The statutory fee paid to counsel representing patients held without consent is $150. The litigation to compel compensation for the medical team’s victims will cost the people of Arkansas a million bucks, easy. Public funds wasted by MDs and JDs run amok.

Producer Wanted: UAMS False Imprisonment and Battery Victim Ready to Share His Experience in a Movie

No embellishment needed.

We have video and documentary evidence to prove that at least 71 people committed felonies against a man who was brought to UAMS after jumping from a falling ladder and hitting his head. The UAMS Police Department told us not to give our evidence to them. Security destroyed their video surveillance.

Our complaint filed in Arkansas Circuit Court gives some of the details.

Sean was an extra in a few movies and would love to play himself. Otherwise, he can play as an extra in one of the poker scenes, or one of the big goons dressed in scrubs that guarded his door and bound him to the bed.

Contact me at bohemian_books@yahoo.com to discuss joining on a project. Thank you.

Sunday Funday: The Insurance Rep and the Whopper

“…you arrived at UAMS as a trauma level II patient.”

This is just one lie told by The Doctors Company insurance risk manager, Steve Hillis. It is the purported reason the UAMS medical providers’ insurance company is making the non-consenting patient litigate to be compensated for two weeks of false imprisonment and battery.

Here is the trauma activation survey showing only one criterion checked off that can characterize a person as trauma level 1, 2, or 3. The criterion is a fall from greater than 20 feet. But the patient only jumped about 10 feet from the rung of a ladder. An EMT, who did not witness the injury, erroneously wrote that the fall was from the full height of the three-story house that the ladder had been leaning against.

The standard in academic studies is to consider the height of a fall from a ladder as the height of the rung the person was standing on. This makes sense. If a six-foot-tall man is standing on the ground and falls, you wouldn’t say he fell “six feet.” Or if a toddler falls from the same ground, you wouldn’t say he fell two feet. So, the EMT and the entire UAMS medical team are sticking to their assessment that the patient was standing on the top rung of the 35-foot ladder.

### Required actions
[1] Answer these questions about the passage on the UAMS patient:
(a) What is the statutory fee paid to counsel representing patients held without consent?
(b) What did Security do with their video surveillance?
(c) About how far did the patient actually jump from the rung of the ladder?
[2] Transcribe the passage on the UAMS patient word for word, from "Our complaint filed" to "project. Thank you.".

(Saved data entries)
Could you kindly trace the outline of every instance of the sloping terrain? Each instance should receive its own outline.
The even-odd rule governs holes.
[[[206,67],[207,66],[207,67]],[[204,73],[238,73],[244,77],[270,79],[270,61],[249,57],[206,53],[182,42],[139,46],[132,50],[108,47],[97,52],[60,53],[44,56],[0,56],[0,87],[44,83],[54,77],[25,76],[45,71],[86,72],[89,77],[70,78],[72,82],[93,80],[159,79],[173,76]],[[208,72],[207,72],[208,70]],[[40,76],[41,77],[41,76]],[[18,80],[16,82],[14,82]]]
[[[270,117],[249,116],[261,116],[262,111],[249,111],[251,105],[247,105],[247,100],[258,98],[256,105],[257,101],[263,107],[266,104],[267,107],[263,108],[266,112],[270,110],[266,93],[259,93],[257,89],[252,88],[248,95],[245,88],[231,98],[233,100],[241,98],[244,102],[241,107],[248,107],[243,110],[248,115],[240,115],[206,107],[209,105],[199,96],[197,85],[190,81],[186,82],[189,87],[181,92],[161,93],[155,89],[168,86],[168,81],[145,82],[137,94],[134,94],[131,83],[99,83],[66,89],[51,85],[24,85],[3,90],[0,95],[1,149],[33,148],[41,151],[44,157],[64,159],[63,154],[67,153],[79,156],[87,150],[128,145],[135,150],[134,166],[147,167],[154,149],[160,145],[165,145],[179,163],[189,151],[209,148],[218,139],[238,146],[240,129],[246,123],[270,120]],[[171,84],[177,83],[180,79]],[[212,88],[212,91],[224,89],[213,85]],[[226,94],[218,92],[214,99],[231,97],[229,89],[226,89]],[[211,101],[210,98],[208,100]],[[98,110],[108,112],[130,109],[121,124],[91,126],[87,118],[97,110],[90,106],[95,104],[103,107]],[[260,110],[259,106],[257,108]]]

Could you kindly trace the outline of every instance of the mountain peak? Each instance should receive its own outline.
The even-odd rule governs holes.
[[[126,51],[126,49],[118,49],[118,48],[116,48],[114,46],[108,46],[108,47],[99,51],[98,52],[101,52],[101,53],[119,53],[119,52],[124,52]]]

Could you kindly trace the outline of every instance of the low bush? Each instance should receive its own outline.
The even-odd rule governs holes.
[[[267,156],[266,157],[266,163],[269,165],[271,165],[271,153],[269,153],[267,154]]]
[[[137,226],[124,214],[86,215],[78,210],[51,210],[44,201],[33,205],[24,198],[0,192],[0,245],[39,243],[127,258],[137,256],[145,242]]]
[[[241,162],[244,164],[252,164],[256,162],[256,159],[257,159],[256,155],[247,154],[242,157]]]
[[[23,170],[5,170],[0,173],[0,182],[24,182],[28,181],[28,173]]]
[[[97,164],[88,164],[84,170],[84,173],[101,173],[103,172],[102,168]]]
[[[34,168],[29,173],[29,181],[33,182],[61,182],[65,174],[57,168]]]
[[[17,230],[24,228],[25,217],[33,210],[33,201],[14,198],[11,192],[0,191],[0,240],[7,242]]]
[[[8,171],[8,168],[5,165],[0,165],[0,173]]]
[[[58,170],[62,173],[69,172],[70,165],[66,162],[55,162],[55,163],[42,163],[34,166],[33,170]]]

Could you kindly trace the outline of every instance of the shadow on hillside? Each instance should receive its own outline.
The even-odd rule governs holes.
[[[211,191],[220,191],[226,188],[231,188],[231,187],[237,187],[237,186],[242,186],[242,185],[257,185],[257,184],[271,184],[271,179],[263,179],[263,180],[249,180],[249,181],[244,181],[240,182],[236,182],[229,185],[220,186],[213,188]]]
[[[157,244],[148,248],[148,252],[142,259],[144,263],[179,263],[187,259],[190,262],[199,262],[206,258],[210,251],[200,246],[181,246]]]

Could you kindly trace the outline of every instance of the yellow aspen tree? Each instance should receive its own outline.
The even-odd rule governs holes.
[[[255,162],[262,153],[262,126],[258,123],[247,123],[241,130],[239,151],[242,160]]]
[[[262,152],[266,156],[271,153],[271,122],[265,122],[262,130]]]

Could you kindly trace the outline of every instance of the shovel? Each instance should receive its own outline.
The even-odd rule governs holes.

### Answers given
[1]
(a) $150
(b) They destroyed it.
(c) About 10 feet

[2]
Our complaint filed in Arkansas Circuit Court gives some of the details.

Sean was an extra in a few movies and would love to play himself. Otherwise, he can play as an extra in one of the poker scenes, or one of the big goons dressed in scrubs that guarded his door and bound him to the bed.

Contact me at bohemian_books@yahoo.com to discuss joining on a project. Thank you.